__Directions__. Quote the whole listing word for word. Do not include the pictures.

__Recorded data__.
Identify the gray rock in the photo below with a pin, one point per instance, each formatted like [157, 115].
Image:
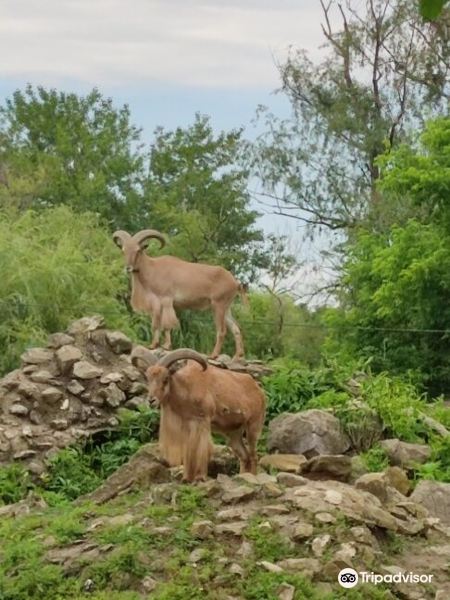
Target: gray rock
[37, 356]
[86, 324]
[67, 356]
[119, 342]
[42, 376]
[51, 395]
[331, 466]
[56, 340]
[19, 409]
[404, 454]
[310, 432]
[75, 388]
[289, 463]
[85, 370]
[435, 497]
[114, 395]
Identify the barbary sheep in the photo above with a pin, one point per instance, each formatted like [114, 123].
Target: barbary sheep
[161, 285]
[197, 399]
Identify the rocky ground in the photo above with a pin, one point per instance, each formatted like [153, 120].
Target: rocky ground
[278, 535]
[283, 534]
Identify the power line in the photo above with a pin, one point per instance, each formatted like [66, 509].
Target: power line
[260, 321]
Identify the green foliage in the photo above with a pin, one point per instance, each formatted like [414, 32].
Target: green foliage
[55, 267]
[199, 197]
[70, 474]
[397, 285]
[80, 151]
[14, 483]
[431, 9]
[375, 459]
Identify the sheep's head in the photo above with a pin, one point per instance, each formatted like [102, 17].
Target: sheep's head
[133, 247]
[159, 372]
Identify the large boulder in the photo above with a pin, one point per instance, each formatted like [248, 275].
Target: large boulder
[404, 454]
[435, 496]
[310, 432]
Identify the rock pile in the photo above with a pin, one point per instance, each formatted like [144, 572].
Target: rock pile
[71, 389]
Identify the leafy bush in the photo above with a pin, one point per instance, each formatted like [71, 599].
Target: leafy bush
[14, 483]
[56, 266]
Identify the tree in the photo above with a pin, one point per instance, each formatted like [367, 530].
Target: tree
[198, 195]
[431, 9]
[58, 148]
[396, 282]
[56, 266]
[384, 70]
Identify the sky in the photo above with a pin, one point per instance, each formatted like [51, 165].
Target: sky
[166, 59]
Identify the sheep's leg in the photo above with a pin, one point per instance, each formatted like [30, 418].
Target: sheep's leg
[197, 450]
[253, 432]
[234, 328]
[221, 329]
[167, 340]
[238, 446]
[156, 328]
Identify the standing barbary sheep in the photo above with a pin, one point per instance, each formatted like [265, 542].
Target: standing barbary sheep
[197, 399]
[162, 284]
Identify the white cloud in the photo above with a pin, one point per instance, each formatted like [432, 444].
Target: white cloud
[185, 42]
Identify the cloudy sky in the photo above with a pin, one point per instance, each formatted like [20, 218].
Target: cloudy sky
[166, 58]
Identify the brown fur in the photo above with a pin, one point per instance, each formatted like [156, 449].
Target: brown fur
[161, 285]
[195, 402]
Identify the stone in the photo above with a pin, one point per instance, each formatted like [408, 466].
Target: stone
[75, 387]
[435, 497]
[286, 591]
[59, 424]
[290, 463]
[198, 555]
[29, 390]
[405, 454]
[302, 531]
[114, 395]
[291, 480]
[235, 569]
[56, 340]
[202, 529]
[24, 454]
[330, 466]
[66, 357]
[397, 478]
[37, 356]
[119, 342]
[239, 493]
[86, 324]
[41, 376]
[85, 370]
[270, 567]
[310, 432]
[375, 483]
[19, 409]
[307, 566]
[319, 544]
[113, 377]
[325, 517]
[51, 395]
[235, 528]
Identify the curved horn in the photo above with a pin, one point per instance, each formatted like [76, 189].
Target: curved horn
[146, 234]
[144, 355]
[181, 354]
[120, 236]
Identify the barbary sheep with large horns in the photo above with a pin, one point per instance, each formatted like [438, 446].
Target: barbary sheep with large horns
[198, 399]
[162, 284]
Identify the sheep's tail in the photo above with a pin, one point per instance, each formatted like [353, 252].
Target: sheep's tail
[243, 292]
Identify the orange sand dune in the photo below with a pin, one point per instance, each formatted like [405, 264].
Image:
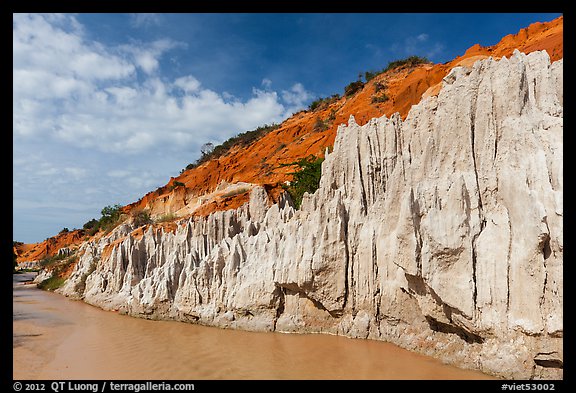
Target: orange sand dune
[300, 135]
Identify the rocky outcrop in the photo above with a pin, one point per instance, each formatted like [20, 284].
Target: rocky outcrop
[441, 233]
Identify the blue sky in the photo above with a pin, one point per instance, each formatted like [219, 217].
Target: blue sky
[107, 107]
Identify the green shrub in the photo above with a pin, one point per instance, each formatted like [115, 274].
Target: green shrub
[242, 139]
[322, 102]
[321, 125]
[110, 217]
[409, 61]
[141, 217]
[176, 184]
[379, 86]
[353, 88]
[380, 98]
[305, 179]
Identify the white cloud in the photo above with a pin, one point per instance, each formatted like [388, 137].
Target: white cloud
[145, 20]
[187, 83]
[95, 124]
[297, 96]
[419, 44]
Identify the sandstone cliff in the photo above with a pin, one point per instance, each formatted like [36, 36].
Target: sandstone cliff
[441, 233]
[217, 184]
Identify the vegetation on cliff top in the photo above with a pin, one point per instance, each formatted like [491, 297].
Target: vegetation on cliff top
[305, 179]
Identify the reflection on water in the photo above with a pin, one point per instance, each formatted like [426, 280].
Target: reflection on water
[58, 338]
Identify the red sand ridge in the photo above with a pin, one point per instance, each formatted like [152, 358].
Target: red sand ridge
[210, 186]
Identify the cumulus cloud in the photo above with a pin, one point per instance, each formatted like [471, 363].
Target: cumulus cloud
[419, 44]
[95, 124]
[111, 98]
[145, 20]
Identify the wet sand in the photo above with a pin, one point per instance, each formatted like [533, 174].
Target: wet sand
[58, 338]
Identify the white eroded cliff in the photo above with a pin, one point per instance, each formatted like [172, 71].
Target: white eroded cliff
[441, 233]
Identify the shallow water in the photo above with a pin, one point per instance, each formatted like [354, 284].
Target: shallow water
[58, 338]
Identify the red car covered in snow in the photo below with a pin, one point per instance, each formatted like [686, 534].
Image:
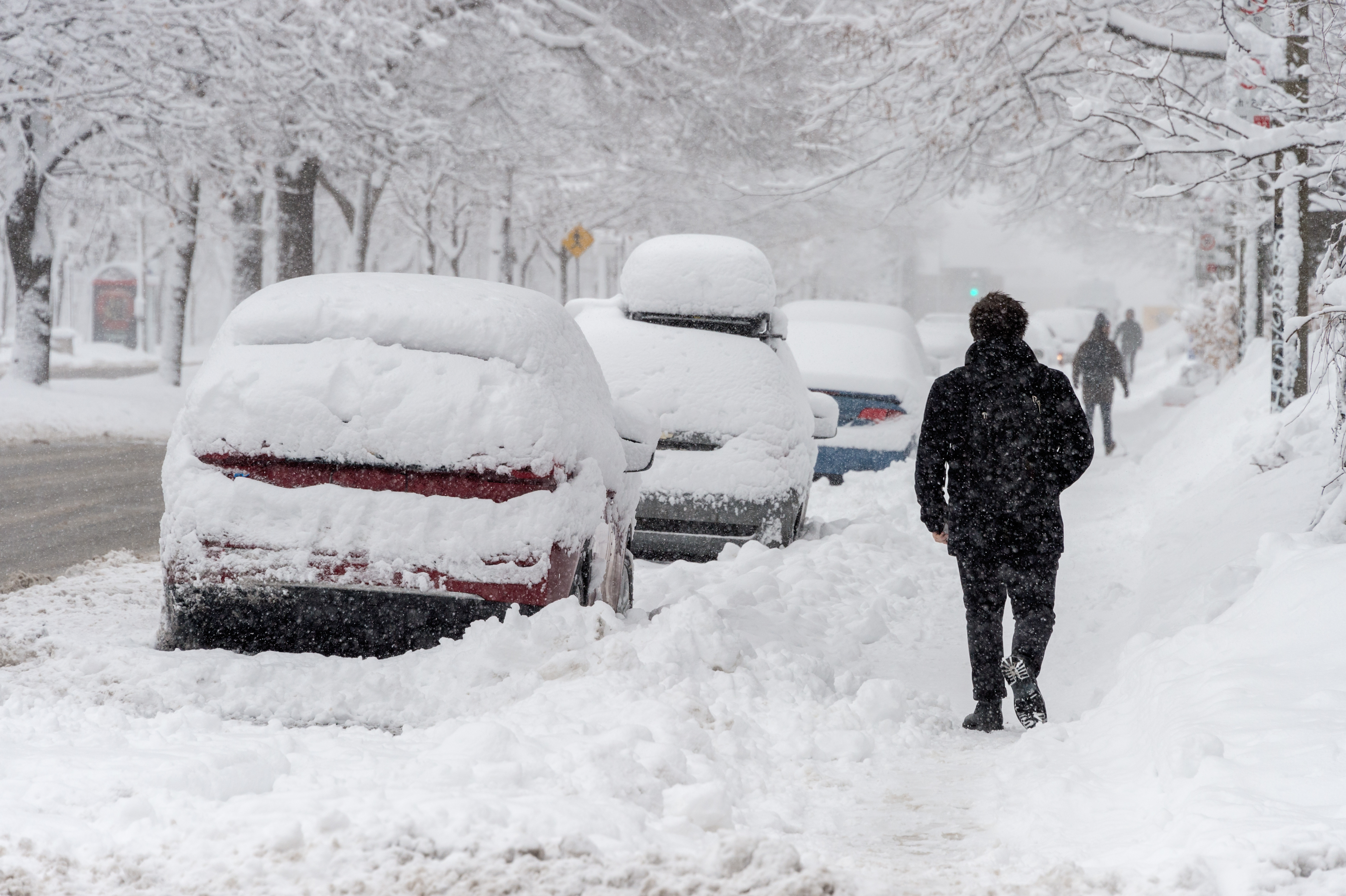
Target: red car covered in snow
[368, 463]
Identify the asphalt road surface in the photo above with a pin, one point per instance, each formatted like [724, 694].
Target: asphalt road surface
[69, 502]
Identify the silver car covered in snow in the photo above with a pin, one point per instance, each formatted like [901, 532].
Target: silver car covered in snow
[696, 338]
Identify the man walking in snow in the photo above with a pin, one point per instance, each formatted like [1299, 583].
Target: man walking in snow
[1131, 338]
[1005, 435]
[1099, 362]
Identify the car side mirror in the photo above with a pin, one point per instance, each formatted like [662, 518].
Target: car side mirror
[826, 412]
[640, 432]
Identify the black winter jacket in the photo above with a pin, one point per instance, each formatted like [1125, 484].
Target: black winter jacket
[1010, 435]
[1099, 362]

__Answer for the task__.
Identify the gray rock in the photo below with a pin, one point per instance, each formatted like [157, 115].
Image:
Target: gray rock
[37, 356]
[86, 324]
[67, 356]
[119, 342]
[42, 376]
[51, 395]
[331, 466]
[56, 340]
[19, 409]
[404, 454]
[310, 432]
[75, 388]
[289, 463]
[85, 370]
[435, 497]
[114, 395]
Identify the barbary sheep in the photo above with a pin, one point per instance, each formatted like [114, 123].
Target: barbary sheep
[161, 285]
[197, 399]
Identify the rocky ground in the photo above with a pin, one point per instance, each formatted like [153, 120].
Target: rocky ground
[278, 535]
[283, 534]
Identify the power line in the photo above with a pin, one point per instance, each formatted like [66, 509].
Target: power line
[260, 321]
Identify the green foliage in the photo above with a pin, one point per instance, each formatted like [414, 32].
Target: green foliage
[55, 267]
[199, 197]
[70, 474]
[397, 285]
[80, 151]
[14, 483]
[431, 9]
[375, 459]
Identify the sheep's head in the photo above with a pin, one point per instance, each formatted like [102, 17].
Target: sheep's head
[133, 247]
[159, 372]
Identify the large boulder in the photo above with a pin, one point per instance, each formatted like [248, 275].
Target: large boulder
[404, 454]
[435, 496]
[310, 432]
Identify the rock pile in the photo above with a pin, one point per instance, each formatted like [144, 572].
Target: rock pile
[71, 389]
Identify the leafy bush in the photo above with a pin, one point per instance, each formatted like [71, 599].
Target: leafy bush
[14, 483]
[56, 266]
Identify the tree in the photo above with a pin, one point per instance, each formatted like [367, 530].
Target: tree
[198, 195]
[431, 9]
[58, 148]
[396, 282]
[56, 266]
[384, 70]
Identify the sky in the photo above with a pin, one point per instance, each formatted like [51, 165].
Target: sky
[166, 59]
Identify the sheep's leg in the photo above with a pin, one point per instance, each formatted like [30, 418].
Target: sheep's leg
[197, 450]
[253, 432]
[234, 328]
[221, 329]
[167, 340]
[238, 446]
[156, 328]
Identify the standing barbary sheep in the photo above with a pin, one point per instance, each formatted like [265, 542].
Target: standing barbary sheep
[197, 399]
[162, 284]
Identify the white cloud in the photo above with a pin, one point per instance, each formatted like [432, 444].
Target: white cloud
[185, 42]
Identify the cloudy sky in the photo above with a pin, one point per instance, each formatted like [20, 218].
Target: cloudy sky
[166, 58]
Identify the brown fur in the photo above with a pin, one point per instance, each formatted like [156, 449].
Target: brown fur
[161, 285]
[195, 402]
Identify the stone in the photo above with a pin, one point per instance, each formatted like [408, 466].
Target: stone
[75, 387]
[435, 497]
[286, 591]
[59, 424]
[290, 463]
[198, 555]
[29, 390]
[405, 454]
[302, 531]
[114, 395]
[291, 480]
[235, 569]
[56, 340]
[202, 529]
[24, 454]
[330, 466]
[66, 357]
[397, 478]
[37, 356]
[119, 342]
[239, 493]
[86, 324]
[41, 376]
[85, 370]
[270, 567]
[310, 432]
[375, 483]
[19, 409]
[307, 566]
[319, 544]
[113, 377]
[325, 517]
[51, 395]
[235, 528]
Identify the curved horn in the photo above with a pin, one point per instance, each formatted like [76, 189].
Target: curved horn
[146, 234]
[144, 355]
[181, 354]
[120, 236]
Identify the barbary sheep with large horns in the photo above with a pin, one point per instance, each formatted like [438, 446].
Target: barbary sheep with large horns
[198, 399]
[162, 284]
Identify the sheep's tail in the photo above with a pin, one point per instance, each formatted like [353, 252].
Target: sheep's tail
[243, 292]
Identify the orange sand dune in the photo below with a pin, one point per instance, each formatted like [405, 264].
Image:
Target: orange sand dune
[300, 135]
Identify the rocky outcrop in the photo above with a pin, one point per instance, each formatted like [20, 284].
Target: rocky outcrop
[441, 233]
Identify the blue sky in the photo above with a pin, one point per instance, each formatted like [219, 217].
Target: blue sky
[107, 107]
Identify the green shrub in the photo above with a pin, one point per instance, each formatted like [115, 274].
Target: green shrub
[242, 139]
[322, 102]
[321, 125]
[110, 217]
[409, 61]
[141, 217]
[176, 184]
[379, 86]
[353, 88]
[380, 98]
[305, 179]
Identify the white cloud in the photo above with a pin, one point per instance, each formatted like [388, 137].
Target: white cloud
[145, 20]
[187, 83]
[95, 124]
[297, 96]
[419, 44]
Identify the sandstone cliff in the photo above with a pin, one point per instance, each formatted like [36, 36].
Target: sandstone cliff
[441, 233]
[217, 184]
Identify the vegetation on cliff top in the photo above with a pin, one point per instance, each formatted like [491, 297].
Target: vegetation on cliff top
[305, 179]
Identify the reflection on water in the photo above with a pin, one point per instance, each formatted like [426, 280].
Target: reflection on water
[58, 338]
Identify the red sand ridge in the photo above with a pin, one point per instance, each formatted like [152, 358].
Target: red sand ridge
[210, 186]
Identify the cumulus cloud in the photo above with a pin, one point per instance, each formatted like [471, 363].
Target: cumulus cloud
[419, 44]
[95, 124]
[111, 98]
[145, 20]
Identify the wet sand in the photo above with a pin, one point per instance, each formatted like [533, 174].
Target: wet sand
[58, 338]
Identify the white eroded cliff in the photo above with a pin, one point per instance, each formatted like [172, 71].
Target: white eroded cliff
[441, 233]
Identify the shallow water in the photo above with a pin, one point per instance, each formatted like [354, 284].
Target: shallow water
[58, 338]
Identify the red car covered in snow in the photo below with a pin, one point per instance, each formatted like [686, 534].
Image:
Target: red car covered in snow
[368, 463]
Identify the asphalt road surface in the photo above with a pin, one point per instance, each formatted like [724, 694].
Target: asphalt road surface
[69, 502]
Identify the silver car covered in snow in the photo above with a pin, one point per instance, each formatted like [901, 532].
Target: silver car covered in snow
[696, 338]
Identify the man walking in snow in the photo above with a pin, one point per instance, each formatted like [1299, 583].
Target: man walking in snow
[1131, 338]
[1005, 435]
[1099, 362]
Identify the car side mirror in the photo above with a pin, one point per instance, each formatted like [662, 518].
Target: car side mirror
[826, 412]
[640, 432]
Identify the black winter jacket in the photo above with a pin, one point per instance, each formatted like [1125, 484].
Target: black winter jacket
[1010, 435]
[1099, 362]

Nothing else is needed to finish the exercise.